>> start Records to use
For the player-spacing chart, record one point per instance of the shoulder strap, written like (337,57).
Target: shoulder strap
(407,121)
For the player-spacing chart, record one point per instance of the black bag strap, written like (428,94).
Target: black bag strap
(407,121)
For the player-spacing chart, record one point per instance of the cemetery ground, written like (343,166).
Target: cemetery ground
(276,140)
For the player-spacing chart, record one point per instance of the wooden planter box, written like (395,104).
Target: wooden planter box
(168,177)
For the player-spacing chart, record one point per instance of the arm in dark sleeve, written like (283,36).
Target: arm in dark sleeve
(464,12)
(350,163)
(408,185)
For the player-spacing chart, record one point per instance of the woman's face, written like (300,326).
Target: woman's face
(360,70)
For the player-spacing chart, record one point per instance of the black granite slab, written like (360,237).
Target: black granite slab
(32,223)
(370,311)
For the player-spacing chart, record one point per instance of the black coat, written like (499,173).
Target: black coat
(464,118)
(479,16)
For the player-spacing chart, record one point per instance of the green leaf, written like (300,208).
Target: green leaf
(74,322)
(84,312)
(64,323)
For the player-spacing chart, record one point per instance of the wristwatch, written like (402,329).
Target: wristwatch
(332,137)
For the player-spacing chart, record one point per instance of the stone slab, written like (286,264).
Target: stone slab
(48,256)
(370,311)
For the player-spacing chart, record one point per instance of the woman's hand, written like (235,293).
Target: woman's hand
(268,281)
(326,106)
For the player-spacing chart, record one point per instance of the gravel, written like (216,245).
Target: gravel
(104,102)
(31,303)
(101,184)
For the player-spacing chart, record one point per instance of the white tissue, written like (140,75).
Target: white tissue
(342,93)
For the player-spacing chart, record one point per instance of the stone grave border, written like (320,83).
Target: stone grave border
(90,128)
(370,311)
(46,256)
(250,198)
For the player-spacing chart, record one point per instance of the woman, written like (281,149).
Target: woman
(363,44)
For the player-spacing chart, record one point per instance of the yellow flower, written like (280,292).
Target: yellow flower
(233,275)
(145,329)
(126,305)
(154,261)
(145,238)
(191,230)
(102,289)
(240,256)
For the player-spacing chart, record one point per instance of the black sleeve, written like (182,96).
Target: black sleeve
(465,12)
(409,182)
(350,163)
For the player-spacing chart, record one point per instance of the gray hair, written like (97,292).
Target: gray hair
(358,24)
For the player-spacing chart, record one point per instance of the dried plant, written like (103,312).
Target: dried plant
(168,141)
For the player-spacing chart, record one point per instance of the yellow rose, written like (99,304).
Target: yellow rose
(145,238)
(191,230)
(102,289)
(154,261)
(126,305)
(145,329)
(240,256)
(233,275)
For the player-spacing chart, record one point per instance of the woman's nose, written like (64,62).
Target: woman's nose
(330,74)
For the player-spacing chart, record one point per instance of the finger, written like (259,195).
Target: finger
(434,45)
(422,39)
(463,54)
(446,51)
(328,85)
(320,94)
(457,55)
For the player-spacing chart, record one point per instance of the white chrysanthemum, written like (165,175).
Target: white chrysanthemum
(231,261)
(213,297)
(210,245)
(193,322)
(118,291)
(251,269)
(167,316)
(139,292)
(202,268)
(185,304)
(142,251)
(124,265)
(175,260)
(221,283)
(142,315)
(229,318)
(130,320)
>> end Records to use
= Your instructions =
Return every entry verbatim.

= Solution for this task =
For the player-spacing chart, record one point per instance of the shoulder strap, written like (337,57).
Target: shoulder strap
(407,121)
For the player-spacing chart, record one point per instance of the black bag strap, written like (428,94).
Target: black bag strap
(407,121)
For the player-spacing chart, record one point per instance of the cemetery ground, written like (343,166).
Target: cemetery ground
(276,140)
For the player-spacing chart, record one point per instance of the wooden planter box, written like (395,104).
Target: wooden planter box
(168,177)
For the player-spacing chart, record one point per instance of the arm in dark sleeve, written like (283,36).
Target: arm in dark sleeve
(464,12)
(350,163)
(408,185)
For the player-spacing chart, record one point per instance of the woman's face, written like (300,326).
Target: woman's face
(360,70)
For the player-spacing chart, record one point per instance of the black granite slab, written like (360,237).
Target: black granite slab
(32,223)
(370,311)
For the player-spacing chart, record one point per instance of the black coat, written like (499,173).
Target: black coat
(464,118)
(479,16)
For the player-spacing chart, record one point per instance of the green leaf, written like (300,208).
Target: green leaf
(74,322)
(84,312)
(64,323)
For the player-spacing chart, record one point per instance of the wristwatch, written like (402,329).
Target: wristwatch
(332,137)
For the player-spacing chart, record one point per instance of the stone slab, written like (286,264).
Target: stone slab
(48,256)
(370,311)
For the player-spacing chart, record one point per instance of the woman's hand, written like (235,293).
Target: woman's hand
(268,281)
(326,106)
For the player-spacing chart, record one point per instance of the gravel, written like (216,245).
Target: gravel
(104,102)
(31,303)
(101,184)
For the player-spacing chart, record one point per instance of the white tissue, written like (140,75).
Target: white tissue
(342,93)
For the player-spacing chart, record one point per instance of the stone grave border, written like (320,83).
Target: stone grave border
(90,128)
(370,311)
(46,256)
(250,198)
For the player-spacing chart, record one point per instance of the woman, written like (281,149).
Target: woman
(363,44)
For the player-spacing chart, record one point per instance of the yellow flower, written like (280,292).
Target: yellow flower
(233,275)
(145,329)
(126,305)
(154,261)
(145,238)
(191,230)
(102,289)
(240,256)
For the player-spacing chart, record one point per instance of the black sleeve, written like (182,96).
Target: black sleeve
(465,12)
(409,182)
(350,163)
For the player-spacing chart, record one point per instance of the gray hair, written like (97,292).
Target: gray hair
(358,24)
For the player-spacing chart, record one point per instance of the dried plant, written like (103,312).
Target: dried plant
(168,141)
For the player-spacing chart, record one point per instance of the yellow rose, written like (99,304).
Target: yellow rose
(145,238)
(191,230)
(102,289)
(154,261)
(126,305)
(145,329)
(240,256)
(233,275)
For the player-spacing chart, record one point per instance of the woman's nose, written like (64,62).
Target: woman's nose
(330,74)
For the player-spacing chart, record one point per instance of the finger, written like (259,195).
Target: finger
(434,45)
(422,39)
(463,54)
(446,51)
(328,85)
(320,94)
(457,55)
For the player-spacing chart, record one point per instance of the white chrysanthemum, written like (165,175).
Target: white chrysanthemum
(231,261)
(213,297)
(210,245)
(193,322)
(118,291)
(251,269)
(167,316)
(139,292)
(202,268)
(185,304)
(142,251)
(124,265)
(175,260)
(221,283)
(142,315)
(229,318)
(130,320)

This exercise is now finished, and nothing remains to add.